TEXT BLOCK |
--------------------

Once when I was bemoaning some unpleasant, unfolding event and hoping it would quickly come to an end, a friend of mine quoted one of her Irish mother’s pithy, cautionary sayings: Don’t wish your life away.
I guess that’s how I feel about our national nightmare. Although we’ve seen assault after assault on the enlightened achievements of organized labor and our progressive allies that were built over past decades, our worst nightmare is the lack of social graces emanating today from the highest office in the land. But we can’t wish our lives away.
We know sooner or later this nightmare, too, will be over.
The good news is that, imbued with the traditional optimism of unionism and forward-looking politics, we can help advance the process of building a better tomorrow. To reinforce our optimism, we can strengthen our resolve by looking at how far we have come in our own lifetimes as part of the UFT.
Let’s look through the prism of local activism that has had a ripple effect across the country.
In 2020, our union will celebrate its 60th anniversary.
Sixty years ago in the 1960s, under Charlie Cogen and Al Shanker, our union began the fight for dignity, economic security and a strong system of public education.
Fifty years ago in the 1970s, we had our last strike and learned through that experience more effective ways of approaching collective bargaining through the public and political forum.
Forty years ago in the 1980s under Sandra Feldman, we enhanced our lobbying efforts with the Albany Legislature in coordination with the Board of Education and at the City Council to improve funding for schools and the economic status and working conditions of teachers.
Thirty years ago in the 1990s under Randi Weingarten, we took some risks and built stronger social, community, labor and political alliances, finding that benefits for ourselves and our classrooms cannot be achieved in a bubble; that broader social activism brings collective progress.
Twenty years ago in the 2000s, new UFT President Michael Mulgrew took New York by storm, confronting 20 years of negativity emanating from City Hall and the Department of Education.
And after years of laying the groundwork for positive change, our strategy finally worked. In 2013, we elected a mayor who is pro public education.
Now, on the eve of the 2020s, this union is bearing the fruit of all those decades of activism. Today we are a power to be reckoned with in New York City, in Albany, in Washington and across the nation. We have used that power as a strong advocate for our students and for public schools, and to meet the needs and improve the benefits of rank-and-file members, the first obligation of any union worth its salt. We have also played our part in defending and enhancing the social contract as part of the broader goals of organized labor and its progressive allies at the grass roots level as well as nationally.

--------------------

(Pointing data grounded in images)
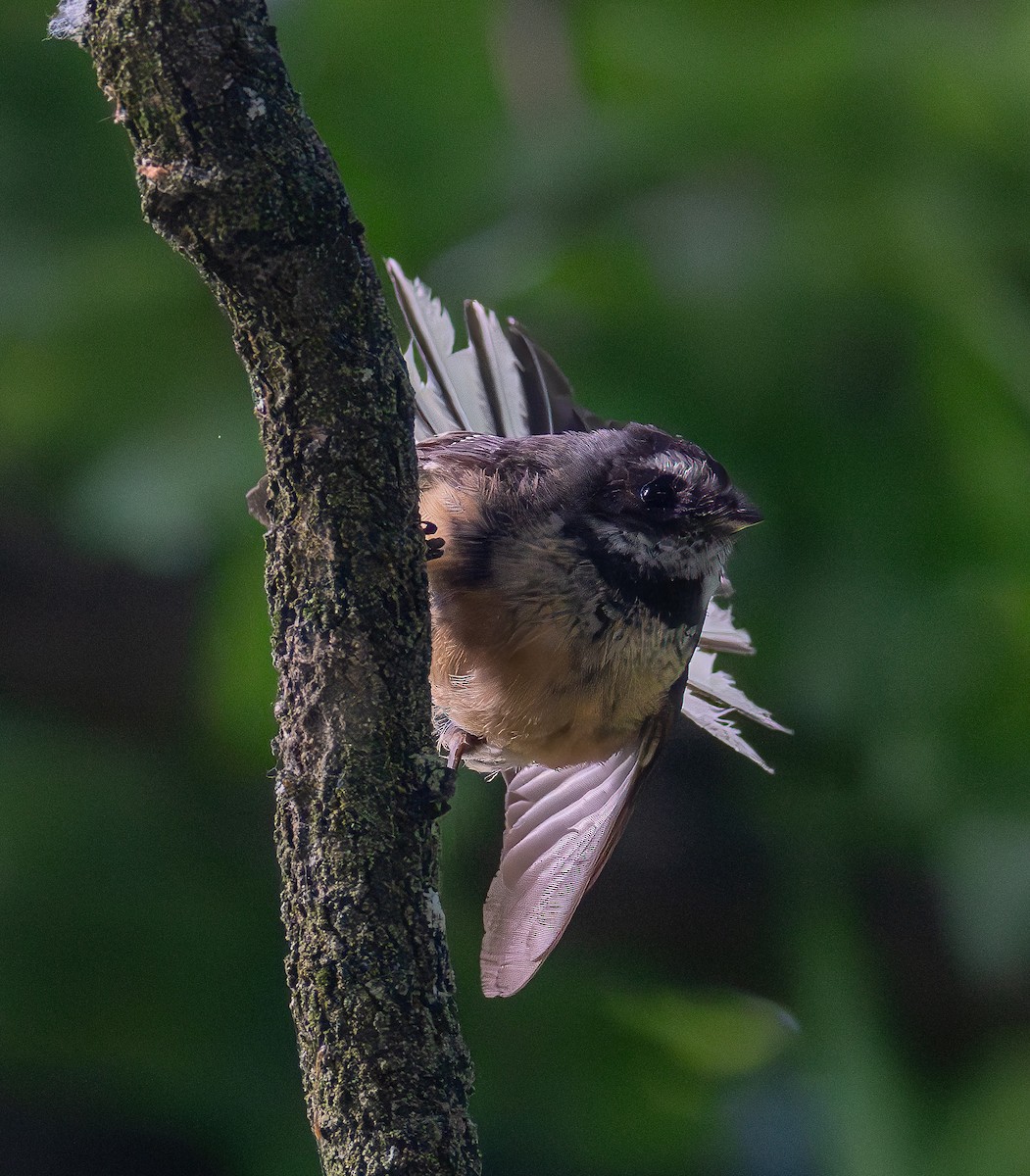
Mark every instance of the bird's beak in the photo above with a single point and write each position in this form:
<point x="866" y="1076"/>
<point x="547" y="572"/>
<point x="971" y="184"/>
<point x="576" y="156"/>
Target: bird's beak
<point x="742" y="516"/>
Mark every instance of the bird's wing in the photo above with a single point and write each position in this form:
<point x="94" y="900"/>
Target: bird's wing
<point x="560" y="828"/>
<point x="502" y="383"/>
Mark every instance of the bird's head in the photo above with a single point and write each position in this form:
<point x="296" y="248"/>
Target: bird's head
<point x="664" y="504"/>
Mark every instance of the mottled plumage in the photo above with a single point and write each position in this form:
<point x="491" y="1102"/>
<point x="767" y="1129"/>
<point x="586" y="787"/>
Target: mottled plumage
<point x="571" y="580"/>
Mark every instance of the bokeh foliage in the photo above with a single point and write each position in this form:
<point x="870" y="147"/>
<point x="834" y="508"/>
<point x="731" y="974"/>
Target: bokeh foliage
<point x="796" y="233"/>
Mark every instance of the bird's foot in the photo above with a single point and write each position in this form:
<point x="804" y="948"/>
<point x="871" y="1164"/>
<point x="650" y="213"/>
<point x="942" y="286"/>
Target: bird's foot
<point x="434" y="547"/>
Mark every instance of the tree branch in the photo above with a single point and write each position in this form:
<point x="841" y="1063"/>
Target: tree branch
<point x="233" y="174"/>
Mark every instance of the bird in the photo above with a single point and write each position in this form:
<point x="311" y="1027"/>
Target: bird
<point x="575" y="568"/>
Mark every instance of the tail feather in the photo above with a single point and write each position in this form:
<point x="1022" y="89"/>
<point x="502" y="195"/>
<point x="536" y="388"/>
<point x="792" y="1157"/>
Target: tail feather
<point x="502" y="383"/>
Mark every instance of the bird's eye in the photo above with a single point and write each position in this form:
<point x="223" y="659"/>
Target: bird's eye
<point x="661" y="493"/>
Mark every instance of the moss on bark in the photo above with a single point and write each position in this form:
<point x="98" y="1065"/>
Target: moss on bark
<point x="233" y="174"/>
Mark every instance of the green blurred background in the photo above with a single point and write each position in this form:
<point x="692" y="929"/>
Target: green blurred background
<point x="796" y="233"/>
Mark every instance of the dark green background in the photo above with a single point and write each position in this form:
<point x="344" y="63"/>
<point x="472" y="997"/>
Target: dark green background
<point x="796" y="233"/>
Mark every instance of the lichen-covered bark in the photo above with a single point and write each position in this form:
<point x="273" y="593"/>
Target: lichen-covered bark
<point x="233" y="174"/>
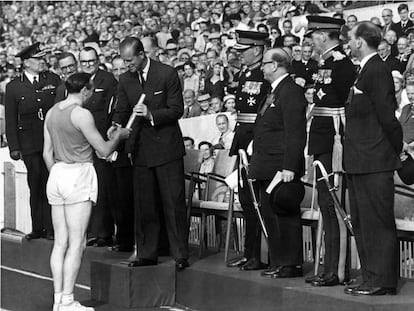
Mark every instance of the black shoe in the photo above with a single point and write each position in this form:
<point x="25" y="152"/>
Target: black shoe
<point x="102" y="242"/>
<point x="33" y="235"/>
<point x="237" y="262"/>
<point x="91" y="241"/>
<point x="372" y="291"/>
<point x="288" y="272"/>
<point x="312" y="278"/>
<point x="142" y="262"/>
<point x="181" y="264"/>
<point x="270" y="272"/>
<point x="253" y="264"/>
<point x="330" y="279"/>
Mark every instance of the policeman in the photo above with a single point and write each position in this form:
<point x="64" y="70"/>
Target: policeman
<point x="28" y="98"/>
<point x="250" y="93"/>
<point x="332" y="83"/>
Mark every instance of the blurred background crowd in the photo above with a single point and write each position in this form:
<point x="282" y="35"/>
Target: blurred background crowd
<point x="195" y="37"/>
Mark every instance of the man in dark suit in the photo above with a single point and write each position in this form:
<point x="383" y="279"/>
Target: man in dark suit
<point x="101" y="104"/>
<point x="278" y="146"/>
<point x="335" y="76"/>
<point x="250" y="93"/>
<point x="306" y="67"/>
<point x="384" y="51"/>
<point x="28" y="99"/>
<point x="157" y="149"/>
<point x="405" y="22"/>
<point x="372" y="148"/>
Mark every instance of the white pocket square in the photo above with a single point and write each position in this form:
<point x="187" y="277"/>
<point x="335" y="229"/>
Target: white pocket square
<point x="357" y="91"/>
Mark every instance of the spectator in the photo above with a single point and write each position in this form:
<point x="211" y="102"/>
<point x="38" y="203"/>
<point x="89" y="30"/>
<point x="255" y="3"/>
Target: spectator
<point x="191" y="107"/>
<point x="398" y="85"/>
<point x="204" y="102"/>
<point x="188" y="142"/>
<point x="216" y="104"/>
<point x="225" y="138"/>
<point x="230" y="103"/>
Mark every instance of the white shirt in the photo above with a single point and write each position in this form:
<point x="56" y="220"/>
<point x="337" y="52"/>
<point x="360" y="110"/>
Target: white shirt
<point x="146" y="69"/>
<point x="31" y="76"/>
<point x="277" y="81"/>
<point x="366" y="59"/>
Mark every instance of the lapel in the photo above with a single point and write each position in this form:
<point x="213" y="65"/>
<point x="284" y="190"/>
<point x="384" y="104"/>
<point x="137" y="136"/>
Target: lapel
<point x="273" y="96"/>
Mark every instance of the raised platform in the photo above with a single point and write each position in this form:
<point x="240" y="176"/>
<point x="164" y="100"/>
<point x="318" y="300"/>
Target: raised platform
<point x="206" y="285"/>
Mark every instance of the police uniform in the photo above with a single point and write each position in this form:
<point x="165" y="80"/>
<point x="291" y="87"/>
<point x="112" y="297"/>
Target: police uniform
<point x="250" y="93"/>
<point x="26" y="106"/>
<point x="332" y="83"/>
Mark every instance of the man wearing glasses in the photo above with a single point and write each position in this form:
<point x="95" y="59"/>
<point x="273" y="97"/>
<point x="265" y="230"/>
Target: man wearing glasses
<point x="101" y="105"/>
<point x="28" y="99"/>
<point x="250" y="93"/>
<point x="68" y="66"/>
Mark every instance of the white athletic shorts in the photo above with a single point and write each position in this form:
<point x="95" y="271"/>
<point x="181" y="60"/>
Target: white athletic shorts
<point x="72" y="183"/>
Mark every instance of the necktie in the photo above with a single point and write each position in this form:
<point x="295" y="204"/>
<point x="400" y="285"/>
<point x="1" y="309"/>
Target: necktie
<point x="221" y="141"/>
<point x="141" y="78"/>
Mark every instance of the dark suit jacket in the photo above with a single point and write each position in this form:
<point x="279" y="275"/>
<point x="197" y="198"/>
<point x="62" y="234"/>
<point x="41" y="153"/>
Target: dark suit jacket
<point x="104" y="96"/>
<point x="194" y="112"/>
<point x="24" y="125"/>
<point x="280" y="133"/>
<point x="157" y="144"/>
<point x="373" y="135"/>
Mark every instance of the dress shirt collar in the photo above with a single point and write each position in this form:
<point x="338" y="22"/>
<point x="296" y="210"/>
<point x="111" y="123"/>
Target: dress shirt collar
<point x="366" y="59"/>
<point x="31" y="76"/>
<point x="146" y="69"/>
<point x="277" y="81"/>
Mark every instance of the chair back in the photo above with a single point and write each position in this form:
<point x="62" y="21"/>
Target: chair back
<point x="224" y="165"/>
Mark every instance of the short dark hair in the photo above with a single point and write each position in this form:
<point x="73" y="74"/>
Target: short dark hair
<point x="369" y="32"/>
<point x="76" y="82"/>
<point x="64" y="55"/>
<point x="402" y="6"/>
<point x="188" y="138"/>
<point x="133" y="42"/>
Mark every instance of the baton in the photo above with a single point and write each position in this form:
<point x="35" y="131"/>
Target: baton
<point x="337" y="204"/>
<point x="114" y="155"/>
<point x="244" y="161"/>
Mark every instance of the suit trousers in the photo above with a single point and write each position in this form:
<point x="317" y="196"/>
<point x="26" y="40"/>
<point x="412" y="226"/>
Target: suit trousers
<point x="285" y="232"/>
<point x="37" y="175"/>
<point x="123" y="210"/>
<point x="101" y="222"/>
<point x="252" y="240"/>
<point x="166" y="182"/>
<point x="330" y="220"/>
<point x="371" y="198"/>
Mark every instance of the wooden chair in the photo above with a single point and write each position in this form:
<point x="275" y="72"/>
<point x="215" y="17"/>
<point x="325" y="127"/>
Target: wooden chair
<point x="218" y="199"/>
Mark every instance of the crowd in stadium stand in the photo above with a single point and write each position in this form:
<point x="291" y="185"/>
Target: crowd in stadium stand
<point x="195" y="37"/>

--------------------

ABOUT THIS TASK | Could you reproduce the stretch of the union history piece from "In 2020, our" through "conditions of teachers.", changing "strike" to "walkout"? This material was taken from a separate source.

EXERCISE RESULT |
In 2020, our union will celebrate its 60th anniversary.
Sixty years ago in the 1960s, under Charlie Cogen and Al Shanker, our union began the fight for dignity, economic security and a strong system of public education.
Fifty years ago in the 1970s, we had our last walkout and learned through that experience more effective ways of approaching collective bargaining through the public and political forum.
Forty years ago in the 1980s under Sandra Feldman, we enhanced our lobbying efforts with the Albany Legislature in coordination with the Board of Education and at the City Council to improve funding for schools and the economic status and working conditions of teachers.